- _TASK DETAILS_
Repeat the portion of the forum thread about alarm clocks that opens with the words containing "I’ll ask here" and closes with "kind of dimmer.", keeping every word and mark unchanged.

- _PASSAGE SHOWN_
********
Thank You, totally lost it watching it.
With all this Internet of Things stuff it seems that there’s a chance your house could become hostile to you. Slapping you to wake up. A punch in the face getting a snack from the fridge. A mechanical foot to boot you out of the door. Reminds me of Brazil when his house goes all haywire. (well, as someone mentioned above, Wallis and Grommet)
I’ll ask here because it’s actually related to the thread, and because you and folks like @nixiebunny are smart about these things:
I’ve been looking into making a light that will slowly turn on before my alarm, over the course of ten minutes. It’s an incandescent bulb, so plugged into the mains and I’ll have to use some kind of dimmer.
My initial thought is an Arduino with an RTC, attached to a DIY AC PWM Dimmer (or maybe a triac dimmer?). But is there an easier way to do this without an Arduino?
Sort of off topic but not really - I bought this thing that you are describing. Its a “dawn simulator” and it is AWESOME! It’s a unit I plug a regular lamp into and it has a built in alarm so I can set my “dawn” and over 45mins it goes from dark to light and I walk up naturally.
It is awesome and everyone should have one! I support your endeavour! I am sorry that I know nothing about electronics tho…
You could always try an unsolvable math problem!
You beat me to it. MrsTobinL does much better when having to get up in the dark hours with one of those. I don’t ever feel awake properly till I have had a shower. Plus I have always been able to sleep with no matter how much light is about. Heck if I didn’t have to work I would probably be going to bed at 4am or so and sleeping till noon.
In this case, an Arduino is a good solution. Making signals change very slowly over time is not easy with non-computerized electronics, especially if you want to do PWM.
I see that commercial “dawn simulator” units cost about $100-200. Seems worthwhile to build your own.
You can get just the timer for $20 or so and hook up your own light rig which is what we have. Ugly but it works.
ETA: we have something like this and that goes to a big full spectrum lamp that hangs from the ceiling for the winter time. We pack it up in the summer.
Velleman has a kit that might still be available.
https://www.quasarelectronics.co.uk/Item/velleman-k8029-slow-on-off-dimmer-kit
I’ve done that, but I was in hospital for it, so I didn’t have to do anything else.
well i get a new one to try monday. metoprolol is off the list as lack of sleep will kill me much faster than high blood pressure.
Now I’m just imagining nurses administering different BP meds, and after each one, they go “BOO!” and record your reaction.
I went in with my blood pressure recorded as 200/120 and at one point I reacted a little too much to one med and it dropped down to 70/40. Fun times that was.
I want an alarm clock that cracks a bullwhip at my face.
I dunno those sting quite a bit. Not that I ummm know from experience or anything…ahh the things I learned at juggling festivals.
It would definitely get you up in the morning though.
And maybe makes your chin bleed a little, so you look like the fuckin’ Marlboro Man, but cooler, getting out of bed?
Yeah, and it exclaims at me, “Get up and work, bitch!”
What is it with medical tests? One of my kids had a weird asthma/allergy reaction from out of the blue, and one of the diagnostic tests was basically to introduce higher and higher concentrations of chemicals designed to mimic an asthma attack. They literally keep going on the test until the person is unable to breath, which in her case was particularly dangerous because she’s a suffer-in-silence type so thankfully I was there to tell the technician “that’s it, stop it NOW” or who knows how long she would have gone before he realized she needed the antidote STAT. She still talks about how scary it was…and she was in high school, not a young child at the time.
Josef Mengele smiled in his grave. I can’t believe some of this diagnostic testing! That is like torture.
********
- _RECORDS SUPPLIED_
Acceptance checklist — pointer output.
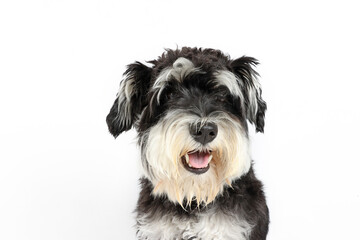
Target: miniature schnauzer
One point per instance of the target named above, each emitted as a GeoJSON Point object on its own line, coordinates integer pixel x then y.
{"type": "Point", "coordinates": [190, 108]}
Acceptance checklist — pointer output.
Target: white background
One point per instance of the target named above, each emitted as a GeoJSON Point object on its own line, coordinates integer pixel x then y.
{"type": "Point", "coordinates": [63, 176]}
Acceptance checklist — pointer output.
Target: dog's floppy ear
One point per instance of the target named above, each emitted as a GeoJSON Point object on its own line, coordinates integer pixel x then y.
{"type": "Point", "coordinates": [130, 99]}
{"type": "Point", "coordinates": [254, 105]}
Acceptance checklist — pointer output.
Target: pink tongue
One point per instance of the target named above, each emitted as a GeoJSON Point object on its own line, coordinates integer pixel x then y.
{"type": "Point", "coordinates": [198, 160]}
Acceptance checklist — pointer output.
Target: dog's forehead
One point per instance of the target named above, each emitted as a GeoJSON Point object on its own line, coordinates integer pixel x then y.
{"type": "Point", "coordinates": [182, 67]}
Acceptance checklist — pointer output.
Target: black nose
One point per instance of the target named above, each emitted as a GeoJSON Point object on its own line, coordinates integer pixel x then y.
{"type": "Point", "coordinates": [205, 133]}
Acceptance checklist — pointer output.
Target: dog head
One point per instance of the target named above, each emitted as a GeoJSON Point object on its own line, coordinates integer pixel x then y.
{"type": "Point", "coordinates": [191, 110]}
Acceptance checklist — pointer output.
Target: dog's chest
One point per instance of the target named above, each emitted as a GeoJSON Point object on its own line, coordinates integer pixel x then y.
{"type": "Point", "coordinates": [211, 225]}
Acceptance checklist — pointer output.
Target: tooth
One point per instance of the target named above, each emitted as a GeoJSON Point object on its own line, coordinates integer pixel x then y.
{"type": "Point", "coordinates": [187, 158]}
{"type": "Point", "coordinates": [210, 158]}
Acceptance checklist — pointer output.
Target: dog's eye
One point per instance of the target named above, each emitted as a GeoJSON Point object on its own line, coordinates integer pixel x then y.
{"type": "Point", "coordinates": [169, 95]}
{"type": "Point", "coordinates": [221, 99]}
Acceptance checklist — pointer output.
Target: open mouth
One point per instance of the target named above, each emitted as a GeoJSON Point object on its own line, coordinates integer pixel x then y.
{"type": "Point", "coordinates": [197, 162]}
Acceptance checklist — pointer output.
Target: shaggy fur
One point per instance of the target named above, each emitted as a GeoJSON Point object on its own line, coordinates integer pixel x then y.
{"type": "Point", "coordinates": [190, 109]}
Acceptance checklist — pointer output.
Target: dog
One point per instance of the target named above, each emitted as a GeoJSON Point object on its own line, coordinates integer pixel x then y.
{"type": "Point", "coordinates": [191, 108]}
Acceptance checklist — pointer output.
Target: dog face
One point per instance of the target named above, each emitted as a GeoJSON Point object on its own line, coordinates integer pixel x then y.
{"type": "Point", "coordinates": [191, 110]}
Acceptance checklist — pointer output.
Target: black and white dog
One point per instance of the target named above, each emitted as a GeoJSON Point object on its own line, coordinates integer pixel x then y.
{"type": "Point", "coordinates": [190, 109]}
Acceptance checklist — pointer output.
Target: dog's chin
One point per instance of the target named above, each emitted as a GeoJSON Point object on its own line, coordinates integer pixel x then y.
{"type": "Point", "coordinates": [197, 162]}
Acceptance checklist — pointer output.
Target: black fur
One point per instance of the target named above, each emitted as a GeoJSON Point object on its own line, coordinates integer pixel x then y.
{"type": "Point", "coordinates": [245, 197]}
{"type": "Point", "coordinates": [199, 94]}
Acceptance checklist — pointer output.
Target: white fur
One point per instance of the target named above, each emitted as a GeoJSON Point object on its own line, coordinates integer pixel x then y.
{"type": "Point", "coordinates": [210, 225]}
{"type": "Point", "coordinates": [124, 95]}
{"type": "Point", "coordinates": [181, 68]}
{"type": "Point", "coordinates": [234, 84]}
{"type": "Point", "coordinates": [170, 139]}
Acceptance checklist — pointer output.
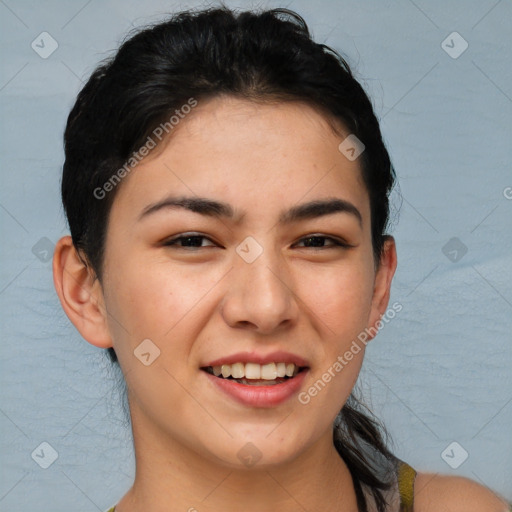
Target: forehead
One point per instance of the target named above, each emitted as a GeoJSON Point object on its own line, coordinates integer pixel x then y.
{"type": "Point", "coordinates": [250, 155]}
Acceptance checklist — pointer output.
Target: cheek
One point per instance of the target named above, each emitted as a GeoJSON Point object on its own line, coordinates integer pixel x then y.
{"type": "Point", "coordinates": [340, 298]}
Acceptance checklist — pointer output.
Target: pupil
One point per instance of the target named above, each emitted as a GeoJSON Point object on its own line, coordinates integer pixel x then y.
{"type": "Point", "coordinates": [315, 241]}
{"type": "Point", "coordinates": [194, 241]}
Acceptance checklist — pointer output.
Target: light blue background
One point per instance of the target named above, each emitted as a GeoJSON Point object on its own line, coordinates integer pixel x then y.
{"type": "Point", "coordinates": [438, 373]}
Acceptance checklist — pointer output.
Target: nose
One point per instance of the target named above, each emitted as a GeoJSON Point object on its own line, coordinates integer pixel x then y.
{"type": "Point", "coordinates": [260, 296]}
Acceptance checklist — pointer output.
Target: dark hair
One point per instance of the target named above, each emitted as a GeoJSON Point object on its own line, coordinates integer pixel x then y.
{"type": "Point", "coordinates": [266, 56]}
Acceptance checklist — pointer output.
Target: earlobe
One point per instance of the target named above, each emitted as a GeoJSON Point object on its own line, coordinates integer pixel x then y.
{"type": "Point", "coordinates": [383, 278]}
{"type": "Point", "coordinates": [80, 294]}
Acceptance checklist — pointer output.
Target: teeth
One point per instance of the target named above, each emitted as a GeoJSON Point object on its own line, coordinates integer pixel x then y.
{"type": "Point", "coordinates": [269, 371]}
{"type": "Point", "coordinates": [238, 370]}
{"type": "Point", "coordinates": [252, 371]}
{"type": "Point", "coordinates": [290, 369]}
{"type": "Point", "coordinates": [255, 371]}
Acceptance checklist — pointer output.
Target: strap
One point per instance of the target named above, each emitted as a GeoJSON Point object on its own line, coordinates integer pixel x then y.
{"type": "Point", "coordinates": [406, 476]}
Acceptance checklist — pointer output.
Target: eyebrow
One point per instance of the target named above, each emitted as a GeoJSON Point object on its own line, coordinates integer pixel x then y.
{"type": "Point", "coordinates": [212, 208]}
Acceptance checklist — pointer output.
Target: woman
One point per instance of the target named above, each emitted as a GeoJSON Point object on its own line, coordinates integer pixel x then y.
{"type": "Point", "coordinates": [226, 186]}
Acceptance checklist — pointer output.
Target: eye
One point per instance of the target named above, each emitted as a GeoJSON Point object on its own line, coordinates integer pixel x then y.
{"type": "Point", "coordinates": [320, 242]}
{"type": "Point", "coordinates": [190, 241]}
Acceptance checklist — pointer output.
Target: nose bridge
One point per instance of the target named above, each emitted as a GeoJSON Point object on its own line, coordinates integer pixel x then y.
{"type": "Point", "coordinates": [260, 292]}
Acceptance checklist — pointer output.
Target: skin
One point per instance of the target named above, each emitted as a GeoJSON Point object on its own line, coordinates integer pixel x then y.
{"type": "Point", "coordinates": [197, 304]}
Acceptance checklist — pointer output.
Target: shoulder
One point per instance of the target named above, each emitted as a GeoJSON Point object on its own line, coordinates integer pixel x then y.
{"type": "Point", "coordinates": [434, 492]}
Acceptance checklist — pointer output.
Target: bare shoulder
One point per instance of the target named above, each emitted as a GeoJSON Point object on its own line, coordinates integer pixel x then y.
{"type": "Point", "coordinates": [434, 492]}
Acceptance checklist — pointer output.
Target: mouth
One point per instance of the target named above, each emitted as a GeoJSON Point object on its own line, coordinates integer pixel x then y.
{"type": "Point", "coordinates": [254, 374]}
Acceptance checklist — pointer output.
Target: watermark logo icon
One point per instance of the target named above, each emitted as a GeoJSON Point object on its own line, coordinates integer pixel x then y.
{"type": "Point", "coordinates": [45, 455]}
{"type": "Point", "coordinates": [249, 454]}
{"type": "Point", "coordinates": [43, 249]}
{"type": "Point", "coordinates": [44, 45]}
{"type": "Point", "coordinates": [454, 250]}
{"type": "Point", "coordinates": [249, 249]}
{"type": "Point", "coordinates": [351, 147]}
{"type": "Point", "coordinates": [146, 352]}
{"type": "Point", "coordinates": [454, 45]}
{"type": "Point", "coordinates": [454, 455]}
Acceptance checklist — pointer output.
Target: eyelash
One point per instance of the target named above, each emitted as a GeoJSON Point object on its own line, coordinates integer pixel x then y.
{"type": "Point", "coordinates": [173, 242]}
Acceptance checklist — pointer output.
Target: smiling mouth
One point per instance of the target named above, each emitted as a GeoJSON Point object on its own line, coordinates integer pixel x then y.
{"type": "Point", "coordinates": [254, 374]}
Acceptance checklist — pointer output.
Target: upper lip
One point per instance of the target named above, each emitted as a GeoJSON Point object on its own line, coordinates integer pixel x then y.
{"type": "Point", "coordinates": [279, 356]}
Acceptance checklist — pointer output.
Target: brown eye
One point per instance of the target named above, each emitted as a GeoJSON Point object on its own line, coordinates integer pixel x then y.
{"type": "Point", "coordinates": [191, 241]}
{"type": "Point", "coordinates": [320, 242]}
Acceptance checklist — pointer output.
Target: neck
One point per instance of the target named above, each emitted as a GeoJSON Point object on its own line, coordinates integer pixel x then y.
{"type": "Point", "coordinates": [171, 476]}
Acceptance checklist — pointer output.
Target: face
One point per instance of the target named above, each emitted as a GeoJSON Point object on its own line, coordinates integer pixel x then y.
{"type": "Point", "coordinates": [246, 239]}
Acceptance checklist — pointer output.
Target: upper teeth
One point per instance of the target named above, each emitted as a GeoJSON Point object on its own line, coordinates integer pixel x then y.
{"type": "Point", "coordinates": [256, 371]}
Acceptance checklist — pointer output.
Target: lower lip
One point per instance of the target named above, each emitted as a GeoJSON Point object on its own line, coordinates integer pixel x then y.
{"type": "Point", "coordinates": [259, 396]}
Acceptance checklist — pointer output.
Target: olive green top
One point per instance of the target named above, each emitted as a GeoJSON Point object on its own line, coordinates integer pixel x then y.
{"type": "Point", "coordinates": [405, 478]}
********
- _TASK RESPONSE_
I’ll ask here because it’s actually related to the thread, and because you and folks like @nixiebunny are smart about these things:
I’ve been looking into making a light that will slowly turn on before my alarm, over the course of ten minutes. It’s an incandescent bulb, so plugged into the mains and I’ll have to use some kind of dimmer.